→ PAGE EXCERPT:
* * * *

The worker advisor submitted that this was a significant change to the work area and the way the work had to be performed, and that given the worker’s tall stature, this accounted for her specific left-sided low back injury. The worker described how she would be crouching down because of the lowered table top, bending her back awkwardly, lifting bags which would be very heavy over the stopper, analyzing the image of the bags and searching them, all while she was hunched over.
It was submitted that the medical evidence and the worker's testimony supported that her paraspinal muscular injury was medically accounted for with respect to her work duties. The August 10, 2016 report from her family physician confirmed that the worker's left-sided low back symptoms were related to the changed configuration of the bag search area and the significant bending and lifting at work. The physician provided a diagnosis of a left lumbar paraspinal muscular injury, and removed her from her employment due to her injury as of August 10.
It was submitted that the relationship between the worker's employment duties and her lower back injury were supported by statements from co-workers. Those statements confirmed that the table was too low, being just above knee level, and was very hard on the back. They confirmed the added element of lifting and reaching across to the other lane to grab the bins, and that other people had also complained about the changed height of the bag search table and experiencing back pain working in this area.
The worker advisor noted that the WCB historically looks for a change in work duties and whether there is a specific work action which is responsible for a workplace injury. It was submitted that in this case there were both, being the change to the work area which then required the reaching and lifting actions with each bag search.
It was submitted that continuing to work in that environment from March through August 2016 caused repetitive strain injuries and accounted for the worker eventually having to be off work. The worker advisor submitted that there did not have to be a specific accident on which to accept a claim. The diagnosis of a paraspinal muscular injury was a repetitive type of injury related to the employment, which satisfied the definition of an accident under subsection 1(1)(b)(ii) of the Act, and the worker's claim should therefore be accepted.
The employer was represented by legal counsel and by its general manager. Legal counsel made an oral submission at the hearing and the employer's general manager responded to questions from legal counsel and the panel.
The employer's position was that the evidence did not support that the worker's difficulties arose out of and in the course of her employment, and her claim should not be accepted.
Legal counsel submitted that the worker's duties were not repetitive. The worker did not have to search bags and bend over all day. Her timesheets showed that in May 2016 she worked an average of 1.9 hours per day in the area in question, and rotated between five different positions in that area. In the bag search position itself, she was not searching all bags, but only those which were singled out by another worker. Starting in May 2016, her hours also decreased to 24 to 30 hours per week, as opposed to 40 hours per week.

* * * *

→ PROVIDED DATA:
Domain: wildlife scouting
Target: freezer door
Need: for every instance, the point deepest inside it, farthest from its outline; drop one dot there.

* * * *

→ WHAT IS NEEDED:
In the excerpt on the worker's back injury claim, what diagnosis did the family physician provide? The data have no role in this exercise.

→ TASK RESULT:
A left lumbar paraspinal muscular injury.